Selamat Datang di Kampung Madu
|Potret Mitigasi Berbasis Ekonomi Madu
“Sejak awal kami percaya, jika kita mau memahami alam pasti akan memberikan berkah. Kami tidak lagi tergantung dengan menjual kayu, membuat arang serta membiarkan lahan – lahan berkapur kami tidak dapat termanfaatkan”.

Waskito adalah salah satu dari 8 inisiator yang sejak kali pertama mengembangkan lebah madu di Desa Kedung Poh, Kecamatan Nglipar, Kabupaten Gunungkidul. Saat ini budidaya lebah madu telah dijalankan hampir di seluruh desa yang memiliki jumlah warga 5.796 orang.
Sejak tahun 2009, berangkat dari hasil pelatihan budidaya madu lebah oleh Dinas Kehutanan dan Perkebunan Kabupaten Gunungkidul, maka 8 orang mencoba untuk mengembangkan lebah madu di desa Kedungpoh. Pada awalnya, budidaya tersebut masih menggunakan cara – cara seperti yang diajarkan pada saat pelatihan, dengan membuat rumah lebah berbentuk persegi empat dengan sistem rak. Cara tersebut hingga saat ini masih terus digunakan dan telah menyebar ke seluruh pelosok desa. Hampir semua warga membudidayakan lebah madu baik di pekarangan, di kandang sapi, di kebun dan di bawah teras rumah hingga jalan – jalan dipenuhi oleh box – box untuk rumah lebah.

*Data Tersedia*.
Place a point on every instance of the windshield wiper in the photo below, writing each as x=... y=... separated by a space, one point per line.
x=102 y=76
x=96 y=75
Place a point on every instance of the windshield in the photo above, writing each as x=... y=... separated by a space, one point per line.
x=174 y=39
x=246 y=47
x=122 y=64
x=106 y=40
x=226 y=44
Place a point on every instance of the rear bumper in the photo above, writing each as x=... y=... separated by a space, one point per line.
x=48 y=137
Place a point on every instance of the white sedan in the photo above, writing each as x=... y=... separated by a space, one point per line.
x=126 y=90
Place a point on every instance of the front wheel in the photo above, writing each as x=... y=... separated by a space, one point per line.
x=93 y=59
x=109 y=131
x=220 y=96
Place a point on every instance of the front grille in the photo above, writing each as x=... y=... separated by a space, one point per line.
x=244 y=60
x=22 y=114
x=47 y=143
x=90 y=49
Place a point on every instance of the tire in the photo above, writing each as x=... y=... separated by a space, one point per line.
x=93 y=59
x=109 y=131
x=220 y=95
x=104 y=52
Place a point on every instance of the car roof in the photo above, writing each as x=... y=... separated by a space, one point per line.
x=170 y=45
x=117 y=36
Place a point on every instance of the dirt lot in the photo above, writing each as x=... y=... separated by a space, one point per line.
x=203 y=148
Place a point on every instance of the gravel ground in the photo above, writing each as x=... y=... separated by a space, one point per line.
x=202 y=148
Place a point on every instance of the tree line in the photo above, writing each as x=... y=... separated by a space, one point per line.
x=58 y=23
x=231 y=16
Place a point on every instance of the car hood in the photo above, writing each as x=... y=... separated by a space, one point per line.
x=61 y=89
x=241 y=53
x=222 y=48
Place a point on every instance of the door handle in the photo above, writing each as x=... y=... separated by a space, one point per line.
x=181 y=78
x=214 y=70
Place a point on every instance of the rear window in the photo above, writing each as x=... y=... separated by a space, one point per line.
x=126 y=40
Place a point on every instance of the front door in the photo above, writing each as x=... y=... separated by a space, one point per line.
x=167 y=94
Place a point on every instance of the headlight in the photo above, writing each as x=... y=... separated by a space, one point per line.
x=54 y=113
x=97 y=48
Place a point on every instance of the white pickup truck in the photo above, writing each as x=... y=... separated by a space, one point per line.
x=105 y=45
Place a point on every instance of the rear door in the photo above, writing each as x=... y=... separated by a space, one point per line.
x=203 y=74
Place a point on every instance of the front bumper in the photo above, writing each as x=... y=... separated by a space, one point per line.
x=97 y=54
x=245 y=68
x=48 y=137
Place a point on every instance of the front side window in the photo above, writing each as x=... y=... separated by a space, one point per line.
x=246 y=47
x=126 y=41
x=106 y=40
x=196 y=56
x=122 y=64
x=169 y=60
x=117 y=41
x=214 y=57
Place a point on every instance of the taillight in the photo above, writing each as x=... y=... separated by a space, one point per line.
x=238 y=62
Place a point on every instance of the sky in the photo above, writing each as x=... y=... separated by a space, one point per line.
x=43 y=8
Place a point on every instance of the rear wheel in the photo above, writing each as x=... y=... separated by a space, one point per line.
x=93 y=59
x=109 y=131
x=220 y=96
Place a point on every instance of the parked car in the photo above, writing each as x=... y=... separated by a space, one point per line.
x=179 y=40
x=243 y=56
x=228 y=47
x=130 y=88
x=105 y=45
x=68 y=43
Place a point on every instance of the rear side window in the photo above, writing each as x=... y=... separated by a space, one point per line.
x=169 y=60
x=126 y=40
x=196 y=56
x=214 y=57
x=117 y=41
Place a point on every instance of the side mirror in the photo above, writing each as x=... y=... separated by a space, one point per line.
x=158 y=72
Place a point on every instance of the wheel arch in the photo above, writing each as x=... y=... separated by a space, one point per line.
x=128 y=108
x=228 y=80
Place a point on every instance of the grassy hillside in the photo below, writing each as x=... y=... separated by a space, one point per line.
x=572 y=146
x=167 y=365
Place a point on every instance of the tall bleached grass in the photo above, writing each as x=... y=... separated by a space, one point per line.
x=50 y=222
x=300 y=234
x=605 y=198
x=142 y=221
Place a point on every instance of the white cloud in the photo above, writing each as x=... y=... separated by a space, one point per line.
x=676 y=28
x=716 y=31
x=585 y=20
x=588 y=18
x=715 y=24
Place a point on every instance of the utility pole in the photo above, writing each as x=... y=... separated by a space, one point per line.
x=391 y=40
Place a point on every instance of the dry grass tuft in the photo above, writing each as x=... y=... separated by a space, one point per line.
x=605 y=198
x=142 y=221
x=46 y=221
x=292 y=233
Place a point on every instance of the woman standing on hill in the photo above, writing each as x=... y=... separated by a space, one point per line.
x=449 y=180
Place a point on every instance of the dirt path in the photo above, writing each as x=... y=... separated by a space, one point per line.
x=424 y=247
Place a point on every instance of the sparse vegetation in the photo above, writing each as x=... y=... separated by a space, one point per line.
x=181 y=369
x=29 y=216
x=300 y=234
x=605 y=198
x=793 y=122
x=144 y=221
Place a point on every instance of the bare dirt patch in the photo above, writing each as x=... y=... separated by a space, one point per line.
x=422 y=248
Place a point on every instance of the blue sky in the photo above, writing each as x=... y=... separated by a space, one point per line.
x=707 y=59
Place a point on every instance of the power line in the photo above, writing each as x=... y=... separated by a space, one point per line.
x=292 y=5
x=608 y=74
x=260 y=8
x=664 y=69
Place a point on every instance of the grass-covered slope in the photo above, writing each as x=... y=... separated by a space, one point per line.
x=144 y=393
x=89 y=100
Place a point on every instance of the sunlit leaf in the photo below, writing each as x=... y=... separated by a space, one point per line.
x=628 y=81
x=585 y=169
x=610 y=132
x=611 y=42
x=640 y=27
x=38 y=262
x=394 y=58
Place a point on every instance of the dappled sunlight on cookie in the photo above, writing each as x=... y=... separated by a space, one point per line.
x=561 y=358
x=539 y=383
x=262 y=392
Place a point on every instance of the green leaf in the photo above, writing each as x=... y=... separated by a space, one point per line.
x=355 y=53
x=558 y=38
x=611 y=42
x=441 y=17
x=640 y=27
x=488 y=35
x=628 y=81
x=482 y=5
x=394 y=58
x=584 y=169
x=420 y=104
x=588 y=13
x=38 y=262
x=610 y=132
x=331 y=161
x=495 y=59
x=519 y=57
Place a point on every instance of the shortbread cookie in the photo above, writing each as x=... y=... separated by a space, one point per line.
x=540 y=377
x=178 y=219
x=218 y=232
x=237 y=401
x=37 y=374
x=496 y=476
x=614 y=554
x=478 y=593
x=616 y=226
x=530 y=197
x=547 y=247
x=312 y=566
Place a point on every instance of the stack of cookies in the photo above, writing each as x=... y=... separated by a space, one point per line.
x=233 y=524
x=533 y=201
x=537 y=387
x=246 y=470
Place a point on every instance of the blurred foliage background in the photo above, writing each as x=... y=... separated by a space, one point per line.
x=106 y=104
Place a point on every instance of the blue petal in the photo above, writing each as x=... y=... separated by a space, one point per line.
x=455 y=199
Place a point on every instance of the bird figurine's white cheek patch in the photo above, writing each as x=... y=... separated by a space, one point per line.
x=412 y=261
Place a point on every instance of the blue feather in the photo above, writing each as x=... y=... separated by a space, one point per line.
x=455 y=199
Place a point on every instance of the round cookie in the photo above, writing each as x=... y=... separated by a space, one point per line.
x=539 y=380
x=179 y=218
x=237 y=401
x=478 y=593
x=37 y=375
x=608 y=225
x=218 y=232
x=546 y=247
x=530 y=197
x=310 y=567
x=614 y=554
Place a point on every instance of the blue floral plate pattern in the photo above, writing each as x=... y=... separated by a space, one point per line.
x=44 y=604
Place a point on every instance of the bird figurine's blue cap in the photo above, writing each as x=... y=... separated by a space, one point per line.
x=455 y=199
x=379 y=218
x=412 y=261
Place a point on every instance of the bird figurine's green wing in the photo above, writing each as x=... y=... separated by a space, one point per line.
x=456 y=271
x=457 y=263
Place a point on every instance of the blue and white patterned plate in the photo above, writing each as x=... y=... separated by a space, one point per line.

*Tugas*.
Salin ulang seluruh teks tentang budidaya lebah madu di Desa Kedung Poh tanpa mengubah satu huruf pun.

*Hasil*.
Selamat Datang di Kampung Madu
|Potret Mitigasi Berbasis Ekonomi Madu
“Sejak awal kami percaya, jika kita mau memahami alam pasti akan memberikan berkah. Kami tidak lagi tergantung dengan menjual kayu, membuat arang serta membiarkan lahan – lahan berkapur kami tidak dapat termanfaatkan”.

Waskito adalah salah satu dari 8 inisiator yang sejak kali pertama mengembangkan lebah madu di Desa Kedung Poh, Kecamatan Nglipar, Kabupaten Gunungkidul. Saat ini budidaya lebah madu telah dijalankan hampir di seluruh desa yang memiliki jumlah warga 5.796 orang.
Sejak tahun 2009, berangkat dari hasil pelatihan budidaya madu lebah oleh Dinas Kehutanan dan Perkebunan Kabupaten Gunungkidul, maka 8 orang mencoba untuk mengembangkan lebah madu di desa Kedungpoh. Pada awalnya, budidaya tersebut masih menggunakan cara – cara seperti yang diajarkan pada saat pelatihan, dengan membuat rumah lebah berbentuk persegi empat dengan sistem rak. Cara tersebut hingga saat ini masih terus digunakan dan telah menyebar ke seluruh pelosok desa. Hampir semua warga membudidayakan lebah madu baik di pekarangan, di kandang sapi, di kebun dan di bawah teras rumah hingga jalan – jalan dipenuhi oleh box – box untuk rumah lebah.